▶ _Stated exercise_:
Below is a set of entries. Reproduce exactly the lines from the one containing "Objective — for every instance of the white ceiling, mark" through the end, both included.

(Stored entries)
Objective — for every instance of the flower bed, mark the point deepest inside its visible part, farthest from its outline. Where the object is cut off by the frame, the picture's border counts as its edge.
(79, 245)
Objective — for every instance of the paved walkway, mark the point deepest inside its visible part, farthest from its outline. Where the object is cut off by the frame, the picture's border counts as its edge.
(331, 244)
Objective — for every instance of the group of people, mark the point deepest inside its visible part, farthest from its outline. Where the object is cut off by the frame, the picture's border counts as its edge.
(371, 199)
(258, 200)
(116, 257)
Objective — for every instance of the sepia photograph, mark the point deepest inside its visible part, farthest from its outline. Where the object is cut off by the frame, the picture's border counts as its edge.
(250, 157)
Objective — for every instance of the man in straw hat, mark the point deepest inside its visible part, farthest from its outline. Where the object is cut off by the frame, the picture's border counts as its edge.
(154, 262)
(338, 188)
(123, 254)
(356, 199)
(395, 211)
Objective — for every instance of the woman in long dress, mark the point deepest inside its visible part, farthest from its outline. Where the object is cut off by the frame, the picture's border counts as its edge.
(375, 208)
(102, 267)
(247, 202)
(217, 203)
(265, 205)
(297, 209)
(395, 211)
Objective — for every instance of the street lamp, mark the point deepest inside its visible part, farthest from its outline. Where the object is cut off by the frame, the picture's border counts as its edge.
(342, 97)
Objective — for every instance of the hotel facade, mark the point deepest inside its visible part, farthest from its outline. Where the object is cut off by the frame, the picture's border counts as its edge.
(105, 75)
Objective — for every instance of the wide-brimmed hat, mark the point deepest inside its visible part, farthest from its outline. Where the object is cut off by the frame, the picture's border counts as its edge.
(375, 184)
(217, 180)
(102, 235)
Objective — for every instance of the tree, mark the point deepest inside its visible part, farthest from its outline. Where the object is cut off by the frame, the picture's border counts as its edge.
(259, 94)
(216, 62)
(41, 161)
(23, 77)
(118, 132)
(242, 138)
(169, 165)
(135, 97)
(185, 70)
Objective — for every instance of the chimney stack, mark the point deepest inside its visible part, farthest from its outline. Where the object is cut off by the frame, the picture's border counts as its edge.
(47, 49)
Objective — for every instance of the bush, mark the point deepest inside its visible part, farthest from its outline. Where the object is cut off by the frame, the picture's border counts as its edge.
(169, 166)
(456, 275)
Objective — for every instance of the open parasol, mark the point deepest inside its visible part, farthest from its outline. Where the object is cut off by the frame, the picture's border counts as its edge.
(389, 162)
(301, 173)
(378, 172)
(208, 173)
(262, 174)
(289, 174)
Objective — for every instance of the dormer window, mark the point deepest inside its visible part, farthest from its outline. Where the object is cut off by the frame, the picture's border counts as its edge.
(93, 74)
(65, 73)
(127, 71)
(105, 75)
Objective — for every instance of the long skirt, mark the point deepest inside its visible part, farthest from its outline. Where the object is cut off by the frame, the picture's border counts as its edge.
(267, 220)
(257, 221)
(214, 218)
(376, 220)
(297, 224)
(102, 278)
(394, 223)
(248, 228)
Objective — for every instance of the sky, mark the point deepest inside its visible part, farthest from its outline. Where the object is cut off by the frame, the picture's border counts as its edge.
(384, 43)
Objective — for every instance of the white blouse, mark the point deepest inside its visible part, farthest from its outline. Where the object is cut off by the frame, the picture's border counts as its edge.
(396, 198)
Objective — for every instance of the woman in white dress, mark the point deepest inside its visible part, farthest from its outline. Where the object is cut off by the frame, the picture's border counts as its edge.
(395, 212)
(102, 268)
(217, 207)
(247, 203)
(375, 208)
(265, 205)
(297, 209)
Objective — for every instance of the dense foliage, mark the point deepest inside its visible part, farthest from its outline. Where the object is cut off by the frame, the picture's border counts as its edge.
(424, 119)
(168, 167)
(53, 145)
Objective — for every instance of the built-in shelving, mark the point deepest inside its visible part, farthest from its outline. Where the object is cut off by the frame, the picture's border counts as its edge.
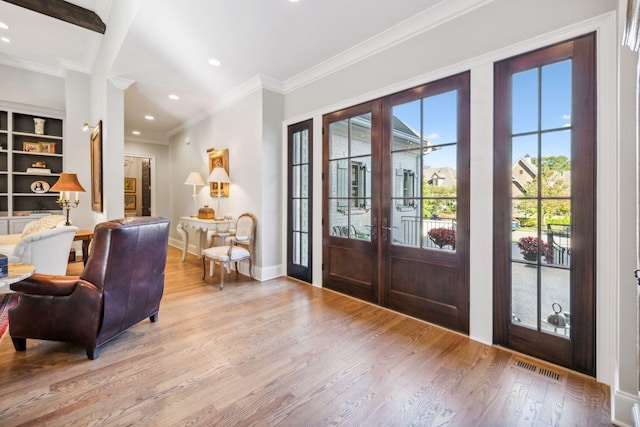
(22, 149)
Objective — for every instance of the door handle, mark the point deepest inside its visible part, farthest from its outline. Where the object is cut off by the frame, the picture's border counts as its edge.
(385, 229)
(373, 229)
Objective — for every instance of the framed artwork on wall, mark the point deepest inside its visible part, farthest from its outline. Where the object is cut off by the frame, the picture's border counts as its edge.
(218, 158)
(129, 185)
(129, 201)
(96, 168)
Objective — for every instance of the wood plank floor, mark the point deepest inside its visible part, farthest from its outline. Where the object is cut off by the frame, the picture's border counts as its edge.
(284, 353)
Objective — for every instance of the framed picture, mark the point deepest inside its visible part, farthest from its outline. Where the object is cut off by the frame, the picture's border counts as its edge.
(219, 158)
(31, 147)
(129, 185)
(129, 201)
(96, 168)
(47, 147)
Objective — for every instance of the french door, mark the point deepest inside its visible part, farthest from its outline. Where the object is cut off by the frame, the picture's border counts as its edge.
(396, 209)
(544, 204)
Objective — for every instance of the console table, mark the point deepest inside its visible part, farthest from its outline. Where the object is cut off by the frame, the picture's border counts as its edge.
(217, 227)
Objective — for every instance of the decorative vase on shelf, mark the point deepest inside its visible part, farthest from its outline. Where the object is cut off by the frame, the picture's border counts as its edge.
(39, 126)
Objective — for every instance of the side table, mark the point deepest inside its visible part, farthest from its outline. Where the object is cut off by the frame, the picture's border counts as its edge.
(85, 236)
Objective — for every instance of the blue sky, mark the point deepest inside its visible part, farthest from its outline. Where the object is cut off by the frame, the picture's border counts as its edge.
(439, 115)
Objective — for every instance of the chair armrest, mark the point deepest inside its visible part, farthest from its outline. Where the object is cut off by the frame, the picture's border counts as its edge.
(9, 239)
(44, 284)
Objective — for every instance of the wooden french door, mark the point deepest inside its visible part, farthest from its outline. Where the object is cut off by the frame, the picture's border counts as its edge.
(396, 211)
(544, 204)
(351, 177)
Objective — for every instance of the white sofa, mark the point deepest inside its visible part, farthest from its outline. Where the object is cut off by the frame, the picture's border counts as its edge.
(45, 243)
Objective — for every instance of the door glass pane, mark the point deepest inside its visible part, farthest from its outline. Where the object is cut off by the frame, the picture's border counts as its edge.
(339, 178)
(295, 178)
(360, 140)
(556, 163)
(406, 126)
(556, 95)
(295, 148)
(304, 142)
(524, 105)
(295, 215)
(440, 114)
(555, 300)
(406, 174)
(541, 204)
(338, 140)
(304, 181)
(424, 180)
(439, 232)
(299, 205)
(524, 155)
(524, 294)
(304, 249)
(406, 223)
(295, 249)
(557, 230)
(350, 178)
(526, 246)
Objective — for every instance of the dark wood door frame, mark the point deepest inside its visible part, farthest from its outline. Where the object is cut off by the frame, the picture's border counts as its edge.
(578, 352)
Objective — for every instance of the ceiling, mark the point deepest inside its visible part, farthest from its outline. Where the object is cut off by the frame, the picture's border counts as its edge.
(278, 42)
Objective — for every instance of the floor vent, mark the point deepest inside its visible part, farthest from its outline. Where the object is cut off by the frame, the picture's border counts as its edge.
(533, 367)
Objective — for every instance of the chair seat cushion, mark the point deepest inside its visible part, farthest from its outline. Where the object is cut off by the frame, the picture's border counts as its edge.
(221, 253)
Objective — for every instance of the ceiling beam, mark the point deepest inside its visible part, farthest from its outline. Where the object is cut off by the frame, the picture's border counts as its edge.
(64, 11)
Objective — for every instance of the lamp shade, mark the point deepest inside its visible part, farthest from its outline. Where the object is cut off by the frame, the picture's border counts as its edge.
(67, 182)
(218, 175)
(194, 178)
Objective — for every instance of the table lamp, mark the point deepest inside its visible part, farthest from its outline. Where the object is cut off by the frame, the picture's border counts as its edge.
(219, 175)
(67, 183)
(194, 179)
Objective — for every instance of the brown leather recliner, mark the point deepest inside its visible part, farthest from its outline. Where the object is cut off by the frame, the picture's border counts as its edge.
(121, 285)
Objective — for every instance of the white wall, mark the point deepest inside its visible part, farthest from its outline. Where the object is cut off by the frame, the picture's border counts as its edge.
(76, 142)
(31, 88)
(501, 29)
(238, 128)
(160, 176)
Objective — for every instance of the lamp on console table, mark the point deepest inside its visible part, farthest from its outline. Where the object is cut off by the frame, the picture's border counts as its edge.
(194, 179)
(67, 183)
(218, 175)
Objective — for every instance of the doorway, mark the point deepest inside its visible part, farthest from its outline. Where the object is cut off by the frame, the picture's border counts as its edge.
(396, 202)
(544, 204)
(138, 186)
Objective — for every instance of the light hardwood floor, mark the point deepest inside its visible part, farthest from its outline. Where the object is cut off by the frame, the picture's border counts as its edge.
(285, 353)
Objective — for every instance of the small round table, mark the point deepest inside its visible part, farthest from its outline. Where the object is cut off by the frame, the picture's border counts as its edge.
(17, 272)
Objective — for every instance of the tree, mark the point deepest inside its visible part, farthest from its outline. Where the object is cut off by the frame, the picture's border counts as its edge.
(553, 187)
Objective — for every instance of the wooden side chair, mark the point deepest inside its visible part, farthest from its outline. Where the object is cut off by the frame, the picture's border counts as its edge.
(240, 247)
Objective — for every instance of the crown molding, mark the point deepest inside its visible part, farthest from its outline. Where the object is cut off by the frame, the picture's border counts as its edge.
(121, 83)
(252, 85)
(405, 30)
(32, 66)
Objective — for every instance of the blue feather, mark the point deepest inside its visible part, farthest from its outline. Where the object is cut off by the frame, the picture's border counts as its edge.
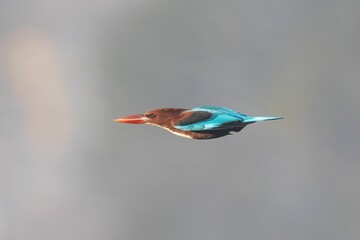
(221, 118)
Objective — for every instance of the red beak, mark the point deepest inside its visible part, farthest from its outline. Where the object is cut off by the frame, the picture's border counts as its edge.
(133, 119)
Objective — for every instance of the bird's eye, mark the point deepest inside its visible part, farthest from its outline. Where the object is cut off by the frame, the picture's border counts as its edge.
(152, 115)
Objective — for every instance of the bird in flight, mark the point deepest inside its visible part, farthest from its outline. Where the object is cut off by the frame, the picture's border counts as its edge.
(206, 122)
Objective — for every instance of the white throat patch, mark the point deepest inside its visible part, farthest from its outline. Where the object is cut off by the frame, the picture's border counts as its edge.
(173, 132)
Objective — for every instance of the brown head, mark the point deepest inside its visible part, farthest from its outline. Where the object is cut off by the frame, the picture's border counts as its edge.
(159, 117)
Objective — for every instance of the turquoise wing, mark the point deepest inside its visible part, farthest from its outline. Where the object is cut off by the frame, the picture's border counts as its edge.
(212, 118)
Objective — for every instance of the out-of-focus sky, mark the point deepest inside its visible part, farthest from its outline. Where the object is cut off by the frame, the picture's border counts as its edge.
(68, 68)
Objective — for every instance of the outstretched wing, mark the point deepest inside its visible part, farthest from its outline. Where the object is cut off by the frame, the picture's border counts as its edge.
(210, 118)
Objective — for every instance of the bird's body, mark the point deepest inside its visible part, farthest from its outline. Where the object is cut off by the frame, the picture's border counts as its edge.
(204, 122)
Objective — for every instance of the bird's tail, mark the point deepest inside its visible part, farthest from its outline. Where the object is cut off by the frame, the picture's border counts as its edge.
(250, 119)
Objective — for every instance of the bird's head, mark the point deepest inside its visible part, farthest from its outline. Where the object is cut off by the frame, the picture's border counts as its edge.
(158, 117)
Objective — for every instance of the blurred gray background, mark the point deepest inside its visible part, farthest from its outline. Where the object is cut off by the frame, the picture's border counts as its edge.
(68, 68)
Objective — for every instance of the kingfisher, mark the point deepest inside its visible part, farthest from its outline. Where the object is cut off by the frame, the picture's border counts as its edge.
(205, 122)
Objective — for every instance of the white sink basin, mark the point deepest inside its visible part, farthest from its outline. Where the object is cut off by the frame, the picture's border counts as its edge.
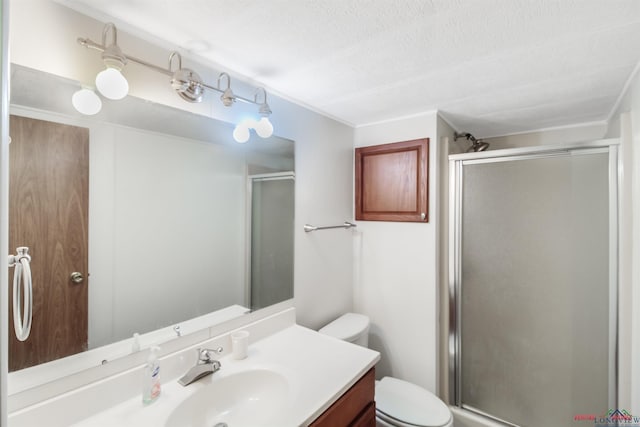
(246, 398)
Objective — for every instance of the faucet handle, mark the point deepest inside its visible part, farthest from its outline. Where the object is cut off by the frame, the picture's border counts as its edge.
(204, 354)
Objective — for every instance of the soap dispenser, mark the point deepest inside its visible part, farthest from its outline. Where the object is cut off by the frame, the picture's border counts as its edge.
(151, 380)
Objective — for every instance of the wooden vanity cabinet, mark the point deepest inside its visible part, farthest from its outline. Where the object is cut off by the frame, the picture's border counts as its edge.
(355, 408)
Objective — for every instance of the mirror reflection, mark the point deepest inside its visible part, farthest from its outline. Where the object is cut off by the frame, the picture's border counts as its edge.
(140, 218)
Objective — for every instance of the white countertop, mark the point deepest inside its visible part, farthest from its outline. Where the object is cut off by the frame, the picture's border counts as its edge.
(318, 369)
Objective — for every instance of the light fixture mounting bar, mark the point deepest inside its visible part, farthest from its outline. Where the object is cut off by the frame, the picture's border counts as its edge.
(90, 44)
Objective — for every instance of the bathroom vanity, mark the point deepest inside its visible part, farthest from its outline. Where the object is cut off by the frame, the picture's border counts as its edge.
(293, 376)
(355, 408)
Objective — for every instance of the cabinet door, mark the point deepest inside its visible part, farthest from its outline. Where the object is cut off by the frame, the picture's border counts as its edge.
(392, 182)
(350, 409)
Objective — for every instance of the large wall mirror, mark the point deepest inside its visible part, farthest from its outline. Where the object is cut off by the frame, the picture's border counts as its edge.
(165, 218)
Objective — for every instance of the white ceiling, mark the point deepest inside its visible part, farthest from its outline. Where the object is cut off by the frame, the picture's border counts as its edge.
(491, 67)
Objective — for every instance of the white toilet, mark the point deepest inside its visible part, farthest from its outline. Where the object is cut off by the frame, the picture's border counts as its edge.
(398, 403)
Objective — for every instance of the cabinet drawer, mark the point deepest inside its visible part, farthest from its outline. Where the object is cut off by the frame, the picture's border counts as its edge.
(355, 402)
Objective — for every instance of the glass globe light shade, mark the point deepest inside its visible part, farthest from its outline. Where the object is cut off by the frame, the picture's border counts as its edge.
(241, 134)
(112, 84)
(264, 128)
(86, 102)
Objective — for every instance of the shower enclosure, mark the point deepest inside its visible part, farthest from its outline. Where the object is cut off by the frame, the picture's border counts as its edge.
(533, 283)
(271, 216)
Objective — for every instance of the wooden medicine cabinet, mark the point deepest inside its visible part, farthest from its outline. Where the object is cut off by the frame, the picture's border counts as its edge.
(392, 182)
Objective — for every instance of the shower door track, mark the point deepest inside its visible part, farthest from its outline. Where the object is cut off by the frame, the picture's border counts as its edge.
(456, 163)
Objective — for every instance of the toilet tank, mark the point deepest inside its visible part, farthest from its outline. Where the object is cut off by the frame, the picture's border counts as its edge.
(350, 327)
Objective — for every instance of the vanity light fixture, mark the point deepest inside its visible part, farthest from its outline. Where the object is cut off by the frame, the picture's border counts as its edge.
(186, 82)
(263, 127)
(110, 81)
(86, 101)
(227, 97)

▶ _Response below_:
Objective — for every instance of the white ceiling, mark the point deepest inside its visible part, farthest from its outline. Where the object is cut off by the frame, the picture's border counts as its edge.
(491, 67)
Objective — for every instance of the white toilet, mark the point deepest inside its visible part, farthest from its outline. Where the object is cut off by the frame, the picture's border counts as its edge.
(398, 403)
Objective — for every instance of the cabinet drawer, mark the point deepest inside its visible part, farthest from its outline. Where the object is cut off by the frame, the picture's border counts as its edge.
(355, 402)
Objective — for every instance of the glass globe light shade, mark the point deepest inside its visible part, farthest from its outline. Where the object is cut off by the frame, the picture's border counts as its edge.
(241, 134)
(112, 84)
(264, 128)
(86, 102)
Objective — for every instance of the shower enclosure, mark the point deepest inside its visible part, farthest from its outline. Where the object is cut off by the frame, the picture's border counts as its edge.
(533, 283)
(271, 216)
Objective — for every instance of the wooden medicine cabinet, mark the point deepest inside its visible part, farthest from its outline. Where the object is cut off by the frame, the picture's border counts as its edge.
(392, 182)
Objective — for every instance of the shower door track, mark the point deepest inside its visible part, farthest from its outline. Where the object is cut off by the frame, the picture's border counts as its edge.
(456, 163)
Objective — for every instance of the toilet tank, mark the point deepest inside its visible part, farthest from its outline. Where the object is cut off by the frame, the picture's border counts as its edge.
(350, 327)
Objective — for every instance of the vanity light fixture, mark the point deepest inside its visible part, farthest from its outline. Where the object is cut off by the frame, the picture's border counts as its edge.
(186, 82)
(263, 127)
(110, 81)
(86, 101)
(227, 97)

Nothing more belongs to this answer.